§ Page extract

* Start *

Google vs Epic Games


Before we dive into details of the Google vs Epic Games case, let’s set some context: Google’s app store policies have always been relatively open - at least in comparison to Apple. Unlike iOS, Android allows developers to distribute their apps via sideloading and alternative app stores. For apps distributed through the Play store, however, Google requires developers to use Google Play billing system, which takes a 30% cut on most in-app purchases (15% for subscriptions after year 1). 

It started with Project Liberty

On August 13 2020, Epic launched “Project Liberty” - a plan to intentionally violate app store policies and challenge Google Play’s payments policies. Basically, Epic surreptitiously released a new version of Fortnite to the Play Store that let users buy V-bucks at a discount directly from Epic, rather than going through Google Play’s billing system. As Epic anticipated, Google banned Fortnite from the Play Store that same day, claiming the new version didn’t meet Play Store guidelines. 

google vs epic games

Prepped and ready to go, Epic filed a lawsuit against Google in the United States a few hours later, arguing that its policies and actions were monopolistic and anti-competitive.

* End *

Stored dataset items
* Start *

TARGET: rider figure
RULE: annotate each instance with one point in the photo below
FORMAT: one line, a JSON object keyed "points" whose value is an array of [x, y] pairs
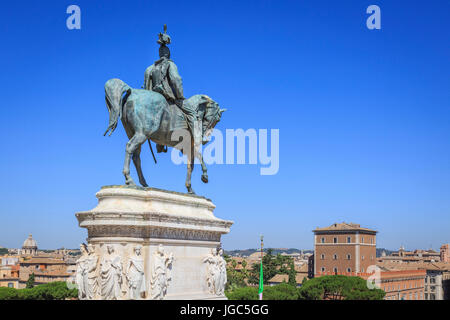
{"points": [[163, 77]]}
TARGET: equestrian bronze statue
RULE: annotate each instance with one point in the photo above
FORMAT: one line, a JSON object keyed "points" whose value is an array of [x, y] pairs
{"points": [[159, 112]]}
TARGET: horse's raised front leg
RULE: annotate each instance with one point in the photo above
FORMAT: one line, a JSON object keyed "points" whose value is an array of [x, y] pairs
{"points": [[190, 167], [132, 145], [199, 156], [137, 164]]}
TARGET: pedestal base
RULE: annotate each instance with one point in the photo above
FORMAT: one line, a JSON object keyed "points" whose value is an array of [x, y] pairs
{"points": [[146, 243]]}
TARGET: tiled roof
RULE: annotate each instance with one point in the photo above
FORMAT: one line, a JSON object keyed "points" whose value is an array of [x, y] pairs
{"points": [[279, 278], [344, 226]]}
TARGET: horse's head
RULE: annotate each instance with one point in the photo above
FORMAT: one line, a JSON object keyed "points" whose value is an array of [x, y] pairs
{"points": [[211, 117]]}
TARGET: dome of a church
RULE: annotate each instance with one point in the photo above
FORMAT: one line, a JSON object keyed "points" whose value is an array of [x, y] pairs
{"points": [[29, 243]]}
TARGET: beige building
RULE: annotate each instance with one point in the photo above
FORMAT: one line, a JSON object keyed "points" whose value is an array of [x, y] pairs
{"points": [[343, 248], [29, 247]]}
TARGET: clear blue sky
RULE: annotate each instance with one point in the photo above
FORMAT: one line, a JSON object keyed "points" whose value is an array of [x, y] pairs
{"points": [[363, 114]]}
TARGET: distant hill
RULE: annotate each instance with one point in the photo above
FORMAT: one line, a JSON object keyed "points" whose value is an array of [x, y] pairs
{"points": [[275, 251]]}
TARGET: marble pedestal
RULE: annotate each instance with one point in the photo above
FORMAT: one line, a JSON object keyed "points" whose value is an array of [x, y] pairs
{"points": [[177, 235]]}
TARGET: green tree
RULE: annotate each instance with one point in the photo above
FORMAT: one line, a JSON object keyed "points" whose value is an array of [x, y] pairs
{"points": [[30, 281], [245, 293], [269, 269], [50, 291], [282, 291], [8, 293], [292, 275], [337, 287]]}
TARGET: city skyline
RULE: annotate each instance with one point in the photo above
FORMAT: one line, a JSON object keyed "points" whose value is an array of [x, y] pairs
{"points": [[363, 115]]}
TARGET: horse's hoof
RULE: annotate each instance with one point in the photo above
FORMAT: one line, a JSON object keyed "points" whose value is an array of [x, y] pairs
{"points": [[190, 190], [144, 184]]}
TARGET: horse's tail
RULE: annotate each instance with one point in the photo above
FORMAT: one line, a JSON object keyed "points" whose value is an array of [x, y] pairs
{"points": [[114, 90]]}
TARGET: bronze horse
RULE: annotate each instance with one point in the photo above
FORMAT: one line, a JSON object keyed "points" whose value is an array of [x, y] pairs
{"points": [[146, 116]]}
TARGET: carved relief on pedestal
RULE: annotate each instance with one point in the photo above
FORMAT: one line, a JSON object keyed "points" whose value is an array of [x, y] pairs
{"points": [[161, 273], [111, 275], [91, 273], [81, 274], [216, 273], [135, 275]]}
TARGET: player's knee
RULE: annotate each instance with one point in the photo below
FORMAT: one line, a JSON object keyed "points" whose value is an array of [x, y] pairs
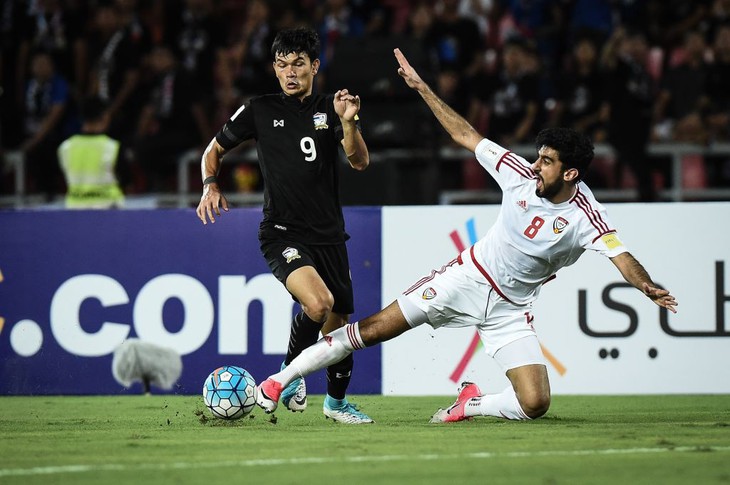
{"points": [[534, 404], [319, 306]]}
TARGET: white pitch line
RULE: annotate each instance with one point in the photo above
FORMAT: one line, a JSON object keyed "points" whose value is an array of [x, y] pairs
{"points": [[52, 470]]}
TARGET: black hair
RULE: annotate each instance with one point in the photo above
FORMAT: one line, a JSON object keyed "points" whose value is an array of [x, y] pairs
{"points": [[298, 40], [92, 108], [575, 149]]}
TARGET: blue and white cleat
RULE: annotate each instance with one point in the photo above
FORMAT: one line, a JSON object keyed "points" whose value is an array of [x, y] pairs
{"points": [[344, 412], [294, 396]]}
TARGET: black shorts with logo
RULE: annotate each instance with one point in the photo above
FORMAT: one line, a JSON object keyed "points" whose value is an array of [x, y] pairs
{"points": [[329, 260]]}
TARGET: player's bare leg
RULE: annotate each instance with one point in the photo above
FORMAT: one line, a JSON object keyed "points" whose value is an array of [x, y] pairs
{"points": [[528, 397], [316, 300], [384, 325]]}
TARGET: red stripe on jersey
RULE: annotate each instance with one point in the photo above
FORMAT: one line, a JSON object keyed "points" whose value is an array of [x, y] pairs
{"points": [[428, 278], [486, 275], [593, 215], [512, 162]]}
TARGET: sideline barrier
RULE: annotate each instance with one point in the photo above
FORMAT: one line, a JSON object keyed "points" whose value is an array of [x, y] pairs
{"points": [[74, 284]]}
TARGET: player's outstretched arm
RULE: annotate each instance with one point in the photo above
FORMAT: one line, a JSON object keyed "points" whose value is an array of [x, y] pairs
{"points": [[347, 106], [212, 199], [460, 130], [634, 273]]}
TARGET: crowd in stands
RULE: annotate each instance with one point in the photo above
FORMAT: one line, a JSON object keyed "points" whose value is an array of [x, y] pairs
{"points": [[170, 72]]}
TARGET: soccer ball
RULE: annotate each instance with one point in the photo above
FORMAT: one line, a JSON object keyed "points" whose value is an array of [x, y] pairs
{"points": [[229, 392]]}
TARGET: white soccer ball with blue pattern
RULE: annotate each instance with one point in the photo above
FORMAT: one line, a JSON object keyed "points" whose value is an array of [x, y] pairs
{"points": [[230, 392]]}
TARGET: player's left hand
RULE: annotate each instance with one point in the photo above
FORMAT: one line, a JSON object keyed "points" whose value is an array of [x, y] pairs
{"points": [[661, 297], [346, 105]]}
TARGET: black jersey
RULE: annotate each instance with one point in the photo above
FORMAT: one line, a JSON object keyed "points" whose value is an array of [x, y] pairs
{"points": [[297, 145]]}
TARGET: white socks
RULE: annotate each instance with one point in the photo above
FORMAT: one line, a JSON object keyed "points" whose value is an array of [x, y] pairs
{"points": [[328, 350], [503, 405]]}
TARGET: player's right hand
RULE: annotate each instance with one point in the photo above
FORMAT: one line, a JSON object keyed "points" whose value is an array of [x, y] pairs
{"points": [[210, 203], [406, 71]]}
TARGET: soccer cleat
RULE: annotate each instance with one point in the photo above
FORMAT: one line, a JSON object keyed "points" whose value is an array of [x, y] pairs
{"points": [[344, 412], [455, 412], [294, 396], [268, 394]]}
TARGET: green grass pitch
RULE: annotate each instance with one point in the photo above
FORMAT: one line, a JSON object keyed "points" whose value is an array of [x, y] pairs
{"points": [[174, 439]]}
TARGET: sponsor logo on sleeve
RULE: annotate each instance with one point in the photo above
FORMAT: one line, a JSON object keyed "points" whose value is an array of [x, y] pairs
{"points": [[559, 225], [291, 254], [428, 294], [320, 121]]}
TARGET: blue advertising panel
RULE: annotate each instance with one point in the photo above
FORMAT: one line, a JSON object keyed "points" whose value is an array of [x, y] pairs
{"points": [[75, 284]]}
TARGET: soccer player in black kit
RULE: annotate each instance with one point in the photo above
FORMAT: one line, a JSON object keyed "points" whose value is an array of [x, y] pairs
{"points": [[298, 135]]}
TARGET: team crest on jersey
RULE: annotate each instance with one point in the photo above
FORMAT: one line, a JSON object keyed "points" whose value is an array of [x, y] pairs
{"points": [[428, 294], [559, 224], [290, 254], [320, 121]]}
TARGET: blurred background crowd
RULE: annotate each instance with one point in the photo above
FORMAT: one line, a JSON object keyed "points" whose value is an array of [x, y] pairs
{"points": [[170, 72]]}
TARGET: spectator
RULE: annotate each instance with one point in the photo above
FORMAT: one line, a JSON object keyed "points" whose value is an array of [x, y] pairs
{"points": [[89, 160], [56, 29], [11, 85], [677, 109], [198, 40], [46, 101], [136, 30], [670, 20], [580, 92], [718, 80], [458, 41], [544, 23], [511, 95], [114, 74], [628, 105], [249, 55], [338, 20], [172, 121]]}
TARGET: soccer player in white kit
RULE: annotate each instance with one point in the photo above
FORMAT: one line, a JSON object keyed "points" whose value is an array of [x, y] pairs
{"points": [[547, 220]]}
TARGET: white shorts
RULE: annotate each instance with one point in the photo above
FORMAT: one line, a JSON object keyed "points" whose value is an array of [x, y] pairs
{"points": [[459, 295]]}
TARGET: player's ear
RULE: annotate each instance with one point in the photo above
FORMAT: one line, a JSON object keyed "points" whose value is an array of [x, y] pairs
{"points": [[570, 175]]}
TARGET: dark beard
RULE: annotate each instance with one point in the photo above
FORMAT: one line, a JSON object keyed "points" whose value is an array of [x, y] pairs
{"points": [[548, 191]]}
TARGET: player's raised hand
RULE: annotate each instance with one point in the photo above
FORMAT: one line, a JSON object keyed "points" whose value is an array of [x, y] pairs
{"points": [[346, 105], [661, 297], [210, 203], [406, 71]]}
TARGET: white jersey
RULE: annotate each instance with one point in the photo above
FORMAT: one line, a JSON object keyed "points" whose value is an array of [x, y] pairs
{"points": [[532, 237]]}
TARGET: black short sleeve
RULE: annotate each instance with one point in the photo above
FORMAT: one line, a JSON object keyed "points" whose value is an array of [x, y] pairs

* End *

§ Short task A
In the Google vs Epic Games article, update the part that opens with the words containing "Prepped and ready" and closes with "monopolistic and anti-competitive.", swapping "lawsuit" for "legal complaint".
§ Short task B
Carry the Google vs Epic Games article forward from its final sentence.
None of these rows are needed.

§ Final result A
Prepped and ready to go, Epic filed a legal complaint against Google in the United States a few hours later, arguing that its policies and actions were monopolistic and anti-competitive.

§ Final result B
In fact, Epic filed one against Apple at the same time - however, Google’s case took a pretty different course than Apple’s. Apple’s case was dealt with fairly swiftly, with the initial (mostly pro-Apple) judgment being handed down in September 2021, around a year after Fortnite was banned from the app stores. Google’s case, by contrast, only made it to court in December 2023, where it was crucially handled by a jury rather than a judge. Apple vs Epic, was a “bench” trial - decided by a judge (we’ll explain this more later on).

Also, Epic’s claims against Google were combined with similar complaints from other tech companies (Spotify and Match Group) and even joined by a coalition of 36 US States who all sued Google on similar grounds. This meant that, for a while, the Google app store case had a host of plaintiffs alongside Epic, all of whom, except for Epic, settled with Google a month before trial. The State AGs, Spotify, and Match Group were all pessimistic about their chances in front of a jury, so agreed to minor concessions from Google in exchange for some form of outcome. Keep reading for the full story.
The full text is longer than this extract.